>> begin Excerpt provided

About the same time, Sassari declared itself a free commune allied to Genoa. In the early 14th century, much of Eastern and Southern Sardinia was under the authority of Pisa and of the della Gherardesca family. Arborea, however, survived as the only indigenous kingdom until 1420. The most remarkable Sardinian figure of the Middle Ages, Eleanor of Arborea, was co-ruler of that region in the late 14th century; she laid the foundations for the laws that remained valid until 1827, the Carta de Logu.

Kingdom of Sardinia

Kingdom of Sardinia in the Crown of Aragon and in the Spanish Empire

Depiction of the battle of Sanluri by Giovanni Marghinotti

In 1323 an Aragonese army, under Alfonso, son of King James II, disembarked near Iglesias, in Southern Sardinia. The Pisans intervened but were defeated both by land and sea, and were forced to leave the island, maintaining only their castle in Carali until 1326. The Cagliari area as well as Gallura thus became part of the first nucleus of the Kingdom of Sardinia, established nominally by Pope Boniface VIII in 1297, that was included in the Crown of Aragon.

In 1353 Marianus IV of Arborea, allied with the Doria family, waged war against the Aragonese, defeating them at Decimum and besieging Sassari, but unable to capture Cagliari. The Peace of Sanluri (1355) ushered in a period of tranquility, but hostilities were resumed in 1365, with Arborea, led by Marianus IV and then, from 1391, by Brancaleone Doria, initially able to capture much of the Island. However, in 1409 the Aragonese crushed a Genoese fleet coming in support the Sardinians, and destroyed the Giudical army at the Battle of Sanluri. Oristano, the Arborean capital, fell on 29 March 1410. William II of Narbonne, the last Giudice of Arborea, sold his remaining territories to the Aragonese in 1420, in exchange for 100,000 florins.

>> end Excerpt provided
>> begin Information provided

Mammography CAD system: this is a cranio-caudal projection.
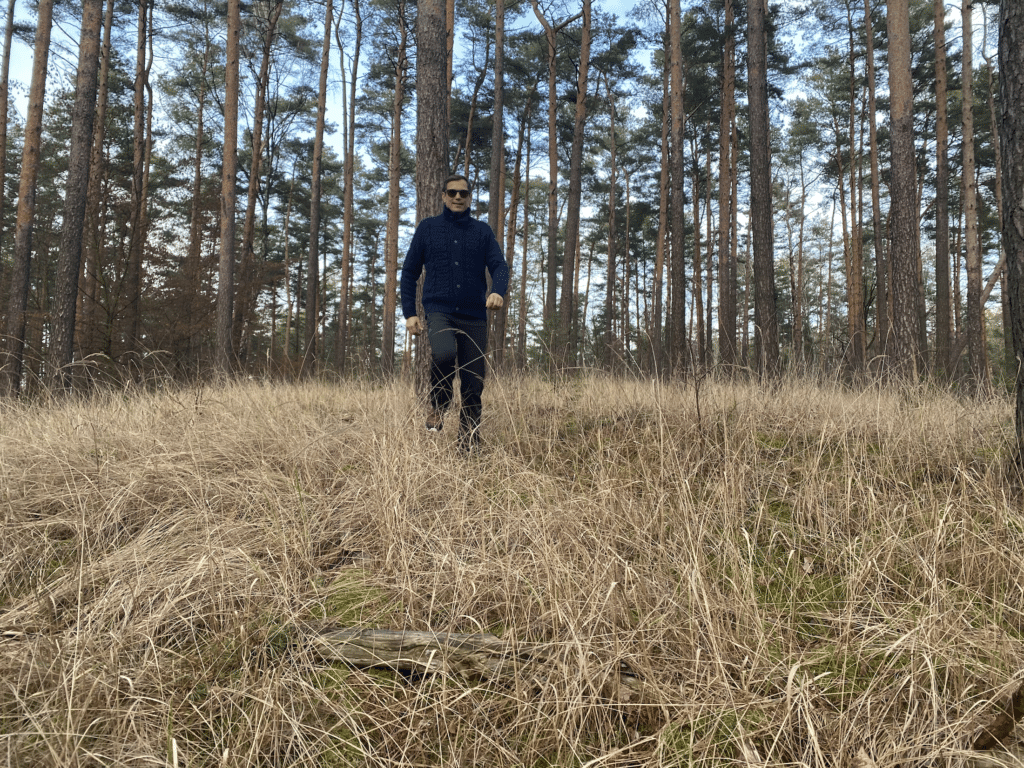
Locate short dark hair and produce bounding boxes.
[441,173,473,191]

>> end Information provided

**Written exercise 1**: Write out a passage from the text on medieval Sardinia. Begin at the words "In 1353 Marianus" and stop after the words "for 100,000 florins.".
**Written exercise 2**: List every individual person named in the text on medieval Sardinia.
**Written exercise 3**: Proceed with the text on medieval Sardinia from the point where it stops.
The lines have no role in this exercise.

**Response 1**:
In 1353 Marianus IV of Arborea, allied with the Doria family, waged war against the Aragonese, defeating them at Decimum and besieging Sassari, but unable to capture Cagliari. The Peace of Sanluri (1355) ushered in a period of tranquility, but hostilities were resumed in 1365, with Arborea, led by Marianus IV and then, from 1391, by Brancaleone Doria, initially able to capture much of the Island. However, in 1409 the Aragonese crushed a Genoese fleet coming in support the Sardinians, and destroyed the Giudical army at the Battle of Sanluri. Oristano, the Arborean capital, fell on 29 March 1410. William II of Narbonne, the last Giudice of Arborea, sold his remaining territories to the Aragonese in 1420, in exchange for 100,000 florins.

**Response 2**:
Eleanor of Arborea
Giovanni Marghinotti
Alfonso
King James II
Pope Boniface VIII
Marianus IV of Arborea
Brancaleone Doria
William II of Narbonne

**Response 3**:
Historical flag of the Kingdom of Sardinia and official flag of Autonomous Region of Sardinia since 1999. Funeral of Charles I of Spain

The loss of the independence, the firm Aragonese (later Spanish from 1479) rule, with the introduction of a sterile feudalism, as well as the discovery of the Americas, provoked an unstoppable decline of Sardinia. In the 1470s an important revolt against the Aragonese was led by Leonardo Alagon, marquess of Oristano, who managed to defeat the viceroyal army but was later crushed at the Battle of Macomer (1478), ending any further hope of independence for the island. The unceasing attacks from North African pirates and a series of plagues (from 1582, 1652 and 1655) further worsened the situation.

In 1566 the first typography of Sardinia was established in Cagliari, while in 1607 and 1617 were founded the University of Cagliari and the University of Sassari.

In the late 15th and in the early 16th century the Spaniards built watchtowers all along the coast (today called Spanish towers) to protect the island against Ottoman incursions. In 1637 a French fleet led by Henri, Count of Harcourt sacked Oristano for about a week.

Kingdom of Sardinia under the House of Savoy

Sardinia was disputed between 1700 and 1720. After the War of the Spanish Succession it was assigned to Emperor Charles VI in 1714, Philip V of Spain briefly recovered the island in 1717, but in 1720 the European powers assigned Sicily to Charles VI and Sardinia to the House of Savoy, so Vittorio Amedeo II became the King of Sardinia.

Giovanni Maria Angioy, the Emissary of the Viceroy enters in Sassari (1795)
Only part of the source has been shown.